INFORMATION GIVEN =
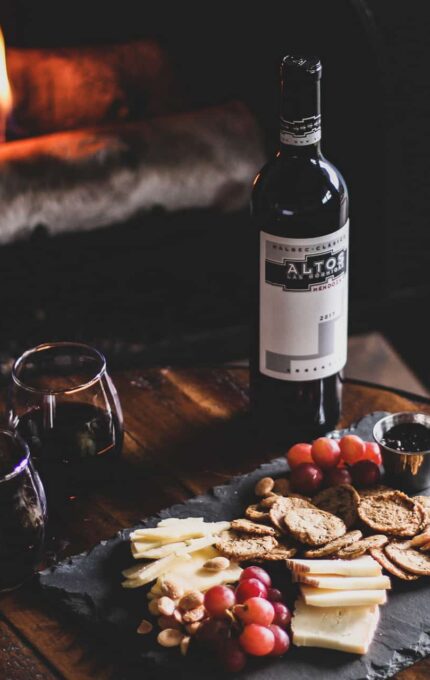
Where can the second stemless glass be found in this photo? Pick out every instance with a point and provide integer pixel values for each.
...
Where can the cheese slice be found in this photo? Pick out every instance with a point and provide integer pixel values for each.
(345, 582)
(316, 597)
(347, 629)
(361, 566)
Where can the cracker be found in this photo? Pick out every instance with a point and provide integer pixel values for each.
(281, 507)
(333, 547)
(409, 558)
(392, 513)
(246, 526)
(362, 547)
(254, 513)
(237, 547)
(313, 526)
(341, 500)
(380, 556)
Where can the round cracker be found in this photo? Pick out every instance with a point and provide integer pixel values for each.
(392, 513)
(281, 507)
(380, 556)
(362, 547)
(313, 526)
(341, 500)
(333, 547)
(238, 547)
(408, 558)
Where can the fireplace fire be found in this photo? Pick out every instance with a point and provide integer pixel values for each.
--
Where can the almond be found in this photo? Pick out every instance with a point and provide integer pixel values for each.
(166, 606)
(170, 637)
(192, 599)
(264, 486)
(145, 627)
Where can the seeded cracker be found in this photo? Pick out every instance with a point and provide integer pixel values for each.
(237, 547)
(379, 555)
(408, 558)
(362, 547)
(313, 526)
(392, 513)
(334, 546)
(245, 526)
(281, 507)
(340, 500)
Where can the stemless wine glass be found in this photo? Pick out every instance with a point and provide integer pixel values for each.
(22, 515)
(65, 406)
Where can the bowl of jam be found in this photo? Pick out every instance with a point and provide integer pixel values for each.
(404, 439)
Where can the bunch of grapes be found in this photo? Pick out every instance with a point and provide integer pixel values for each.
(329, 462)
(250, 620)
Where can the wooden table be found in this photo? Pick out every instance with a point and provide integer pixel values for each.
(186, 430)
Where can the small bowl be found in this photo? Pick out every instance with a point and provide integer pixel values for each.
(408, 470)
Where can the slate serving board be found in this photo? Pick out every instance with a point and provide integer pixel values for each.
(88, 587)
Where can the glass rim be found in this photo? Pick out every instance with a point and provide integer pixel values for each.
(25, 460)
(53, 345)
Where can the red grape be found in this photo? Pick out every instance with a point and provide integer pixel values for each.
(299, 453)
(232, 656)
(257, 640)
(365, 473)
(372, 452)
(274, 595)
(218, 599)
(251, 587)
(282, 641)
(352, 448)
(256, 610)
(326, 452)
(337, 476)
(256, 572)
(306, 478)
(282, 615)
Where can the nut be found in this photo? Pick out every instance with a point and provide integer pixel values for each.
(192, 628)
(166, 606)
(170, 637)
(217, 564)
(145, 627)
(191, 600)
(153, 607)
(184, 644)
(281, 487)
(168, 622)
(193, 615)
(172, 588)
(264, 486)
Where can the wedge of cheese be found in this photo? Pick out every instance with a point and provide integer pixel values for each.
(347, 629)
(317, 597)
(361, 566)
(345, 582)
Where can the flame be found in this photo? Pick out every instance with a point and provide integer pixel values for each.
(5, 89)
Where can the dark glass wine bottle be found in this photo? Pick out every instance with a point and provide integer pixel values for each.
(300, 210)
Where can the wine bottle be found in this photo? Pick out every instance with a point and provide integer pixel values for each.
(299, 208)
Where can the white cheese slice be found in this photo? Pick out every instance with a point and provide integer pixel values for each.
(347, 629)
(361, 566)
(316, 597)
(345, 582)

TASK DIRECTIONS =
Put the items from the line with "Where can the cracker" to the line with "Where can the fireplace", both included, into a Markdown table with a Row column holding the row number and a Text column holding the line, and skip any blank lines.

EXERCISE RESULT =
| Row | Text |
|---|---|
| 1 | Where can the cracker be found in this photo? Pick out every instance with a point and provide integer pixel values for each. |
| 2 | (281, 507) |
| 3 | (333, 547) |
| 4 | (409, 558) |
| 5 | (392, 513) |
| 6 | (246, 526) |
| 7 | (362, 547) |
| 8 | (254, 513) |
| 9 | (237, 547) |
| 10 | (313, 526) |
| 11 | (341, 500) |
| 12 | (380, 556) |
| 13 | Where can the round cracker be found in this photo? Pick out every instance with a point and provide integer pixel values for each. |
| 14 | (392, 513) |
| 15 | (281, 507) |
| 16 | (380, 556) |
| 17 | (362, 547) |
| 18 | (313, 526) |
| 19 | (341, 500) |
| 20 | (333, 547) |
| 21 | (238, 547) |
| 22 | (408, 558) |
| 23 | Where can the fireplace fire be found in this photo? Pick out every instance with a point and provide integer pixel values for each. |